> Text passage
◇ ◇ ◇ ◇ ◇ ◇ ◇

Norman M. Halden

Professor; Ph.D.University of Glasgow, 1983

 

e-mail: nm_halden@umanitoba.ca

 

 

 

 

 


The Earth is a complex system.  From a geological perspective, different component parts of the system operate at different length and time scales; during the interactions there is feedback between the parts of the system as energy and mass are transferred and redistributed.   Minerals are important because they record the interactions.   The main thrust of my research over the past several years has been to characterize and quantify the distribution of trace elements in zoned minerals in such a way that the patterns of their distribution can be related to environments of mineral growth.   I have directed my efforts in four areas: (1) modelling of trace element oscillatory zoning in minerals from igneous and surficial environments; (2) trace element distribution in layered igneous intrusions; (3) image and microbeam analysis of otolith microchemistry; (4) field-based studies of layered igneous rocks, mineral deposits and deformed sulphide mineralization.

◇ ◇ ◇ ◇ ◇ ◇ ◇

> Supplied records
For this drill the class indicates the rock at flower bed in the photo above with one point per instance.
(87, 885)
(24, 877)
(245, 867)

◇ ◇ ◇ ◇ ◇ ◇ ◇

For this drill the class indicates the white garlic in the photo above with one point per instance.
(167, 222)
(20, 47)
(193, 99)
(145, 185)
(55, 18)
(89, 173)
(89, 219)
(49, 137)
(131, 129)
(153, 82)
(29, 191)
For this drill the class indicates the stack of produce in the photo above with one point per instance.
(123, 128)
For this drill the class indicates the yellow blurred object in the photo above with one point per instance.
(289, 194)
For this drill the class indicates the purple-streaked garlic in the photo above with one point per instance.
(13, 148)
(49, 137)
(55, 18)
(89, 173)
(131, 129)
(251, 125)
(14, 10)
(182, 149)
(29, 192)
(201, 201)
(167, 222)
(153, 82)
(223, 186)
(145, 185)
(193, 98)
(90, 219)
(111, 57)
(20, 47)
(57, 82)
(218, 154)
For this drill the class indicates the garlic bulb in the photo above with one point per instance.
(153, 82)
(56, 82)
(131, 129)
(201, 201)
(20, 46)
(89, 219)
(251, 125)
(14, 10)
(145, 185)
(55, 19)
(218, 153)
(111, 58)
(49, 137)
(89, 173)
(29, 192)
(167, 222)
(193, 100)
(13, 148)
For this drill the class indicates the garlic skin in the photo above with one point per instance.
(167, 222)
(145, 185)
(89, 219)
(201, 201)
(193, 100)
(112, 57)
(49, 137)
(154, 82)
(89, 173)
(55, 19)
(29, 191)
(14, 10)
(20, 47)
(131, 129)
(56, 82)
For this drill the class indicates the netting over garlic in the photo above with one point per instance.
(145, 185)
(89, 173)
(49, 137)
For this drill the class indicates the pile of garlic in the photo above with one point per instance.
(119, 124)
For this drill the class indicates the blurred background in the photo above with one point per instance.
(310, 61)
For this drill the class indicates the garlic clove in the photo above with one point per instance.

◇ ◇ ◇ ◇ ◇ ◇ ◇

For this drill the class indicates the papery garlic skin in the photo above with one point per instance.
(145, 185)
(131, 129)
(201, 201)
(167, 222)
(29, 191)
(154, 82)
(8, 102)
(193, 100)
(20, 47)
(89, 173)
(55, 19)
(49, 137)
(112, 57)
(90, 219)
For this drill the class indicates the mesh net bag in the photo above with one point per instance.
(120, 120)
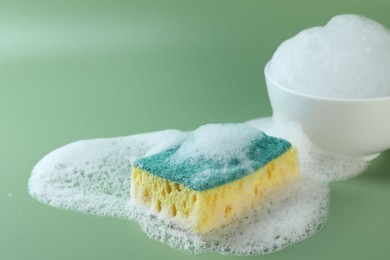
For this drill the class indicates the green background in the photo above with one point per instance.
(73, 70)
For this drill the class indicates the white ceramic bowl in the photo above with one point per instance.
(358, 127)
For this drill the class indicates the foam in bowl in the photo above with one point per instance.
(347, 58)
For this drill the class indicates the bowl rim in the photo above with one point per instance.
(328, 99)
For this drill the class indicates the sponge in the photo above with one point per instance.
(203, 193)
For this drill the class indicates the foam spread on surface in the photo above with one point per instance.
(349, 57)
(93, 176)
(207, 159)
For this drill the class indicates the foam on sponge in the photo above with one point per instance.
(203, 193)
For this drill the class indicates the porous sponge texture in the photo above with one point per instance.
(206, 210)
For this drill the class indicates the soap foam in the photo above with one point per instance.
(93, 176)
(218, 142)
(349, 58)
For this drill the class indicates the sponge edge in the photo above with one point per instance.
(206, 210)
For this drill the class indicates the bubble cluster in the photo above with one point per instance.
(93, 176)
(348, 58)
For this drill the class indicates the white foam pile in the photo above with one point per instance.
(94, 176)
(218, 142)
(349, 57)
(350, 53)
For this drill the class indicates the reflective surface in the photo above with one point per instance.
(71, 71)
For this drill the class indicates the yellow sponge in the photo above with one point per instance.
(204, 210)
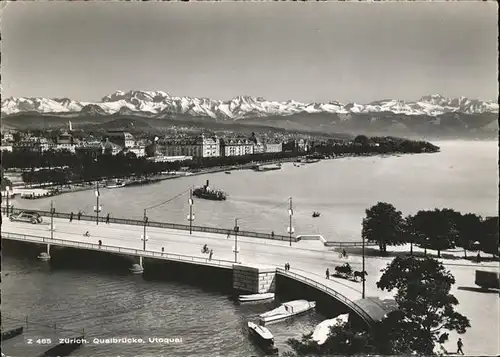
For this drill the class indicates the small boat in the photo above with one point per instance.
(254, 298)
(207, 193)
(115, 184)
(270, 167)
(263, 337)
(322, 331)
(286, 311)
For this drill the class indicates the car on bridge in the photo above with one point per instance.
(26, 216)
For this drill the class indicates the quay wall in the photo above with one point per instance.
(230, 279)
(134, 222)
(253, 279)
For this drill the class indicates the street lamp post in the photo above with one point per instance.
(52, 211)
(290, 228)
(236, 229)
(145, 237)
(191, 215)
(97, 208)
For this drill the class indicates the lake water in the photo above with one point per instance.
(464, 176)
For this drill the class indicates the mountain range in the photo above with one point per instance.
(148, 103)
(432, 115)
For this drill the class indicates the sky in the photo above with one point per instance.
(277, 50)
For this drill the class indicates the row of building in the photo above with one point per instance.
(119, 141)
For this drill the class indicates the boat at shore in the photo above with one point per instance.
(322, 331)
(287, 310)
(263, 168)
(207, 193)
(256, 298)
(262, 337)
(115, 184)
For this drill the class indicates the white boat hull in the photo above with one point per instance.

◇ ◇ ◇ ◇ ◇ ◇ ◇

> Exercise set
A: Using the research profile, say whether each statement agrees with it, answering yes or no and quoting the words that decide it: (i) the research sets out to characterize and quantify trace elements in zoned minerals; (ii) every part of the Earth system operates at the same time scale; (iii) the research effort covers five areas.
B: Recast the paragraph of the research profile that begins "The Earth is a complex system" as a short bulleted list, keeping its main facts.

> Task-by-task outputs
A:
(i) Yes: "to characterize and quantify the distribution of trace elements in zoned minerals"
(ii) No: "different component parts of the system operate at different length and time scales"
(iii) No: "I have directed my efforts in four areas"

B:
- The Earth is a complex system whose parts operate at different length and time scales.
- As these parts interact, energy and mass are transferred and redistributed, with feedback between the parts.
- Minerals matter because they record these interactions.
- The main research goal is to characterize and quantify trace element distribution in zoned minerals and relate those patterns to mineral growth environments.
- Four areas of effort:
  1. Modelling trace element oscillatory zoning in minerals from igneous and surficial environments
  2. Trace element distribution in layered igneous intrusions
  3. Image and microbeam analysis of otolith microchemistry
  4. Field-based studies of layered igneous rocks, mineral deposits and deformed sulphide mineralization